## [CONSIGNES]
- 1) Recopiez le passage de l'extrait sur la Sibérie, de « A la découverte » à « l’Irtych et l’Ob. ».
- 2) D'après l'extrait sur la Sibérie, en quelle année Krasnoïarsk a-t-elle été fondée ?

## [EXTRAIT DU TEXTE]
A la découverte du « Far East »

Mercredi 5 juin 2019 – Une longue étape nous attend aujourd’hui, 660 km entre Omsk et Novossibirsk, entre l’Irtych et l’Ob.

La Sibérie que nous traversons depuis l’Oural a été découverte puis progressivement occupée par les Russes à partir de la fin du XVIe siècle. Les cosaques ont joué un rôle important dans l’expansion russe en Sibérie. Ce sont eux notamment qui ont fondé les premières villes en Sibérie Occidentale, par exemple Tobolsk que nous avons visité dimanche.  Au début du XVIIe siècle, les cosaques atteignirent le fleuve Ienisseï (Krasnoïarsk, aujourd’hui la plus grande ville sur ce fleuve, a été fondée en 1628),  puis quelques années plus tard, le lac Baïkal ! En 1648, Simon Dejnev découvrait le point le plus oriental du continent asiatique, dans la péninsule de Tchoukotka (donnant ainsi son nom au cap Dejnev, qui fait face au cap Prince-de-Galles en Alaska, situé à 82 km, de l’autre côté du détroit Béring).

## [DONNÉES FOURNIES]
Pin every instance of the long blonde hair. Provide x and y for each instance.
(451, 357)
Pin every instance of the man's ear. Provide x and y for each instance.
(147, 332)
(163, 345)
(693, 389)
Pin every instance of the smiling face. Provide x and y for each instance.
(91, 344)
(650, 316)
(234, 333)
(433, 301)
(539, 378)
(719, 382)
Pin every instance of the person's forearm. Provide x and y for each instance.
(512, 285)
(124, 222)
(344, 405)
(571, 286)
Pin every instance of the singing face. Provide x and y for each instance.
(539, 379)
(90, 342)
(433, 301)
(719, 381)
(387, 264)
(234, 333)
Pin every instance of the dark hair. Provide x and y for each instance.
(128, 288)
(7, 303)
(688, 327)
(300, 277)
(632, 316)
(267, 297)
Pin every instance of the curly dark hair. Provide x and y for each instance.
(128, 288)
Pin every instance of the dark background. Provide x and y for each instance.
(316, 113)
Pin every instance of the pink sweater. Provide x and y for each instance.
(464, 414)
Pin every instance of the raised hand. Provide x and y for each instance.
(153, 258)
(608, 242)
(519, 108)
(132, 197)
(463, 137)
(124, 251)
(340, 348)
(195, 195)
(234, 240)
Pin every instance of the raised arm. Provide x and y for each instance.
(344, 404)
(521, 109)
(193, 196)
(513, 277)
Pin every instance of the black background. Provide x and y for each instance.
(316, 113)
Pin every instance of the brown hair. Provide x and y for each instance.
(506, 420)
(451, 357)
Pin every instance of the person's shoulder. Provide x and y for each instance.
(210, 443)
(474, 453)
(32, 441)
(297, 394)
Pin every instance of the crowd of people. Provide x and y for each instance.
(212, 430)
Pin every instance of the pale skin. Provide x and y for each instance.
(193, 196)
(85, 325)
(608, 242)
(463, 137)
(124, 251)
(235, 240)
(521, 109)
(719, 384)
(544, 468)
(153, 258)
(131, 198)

## [RÉPONSES DANS L'ORDRE]
- 1)
A la découverte du « Far East »

Mercredi 5 juin 2019 – Une longue étape nous attend aujourd’hui, 660 km entre Omsk et Novossibirsk, entre l’Irtych et l’Ob.

- 2) En 1628.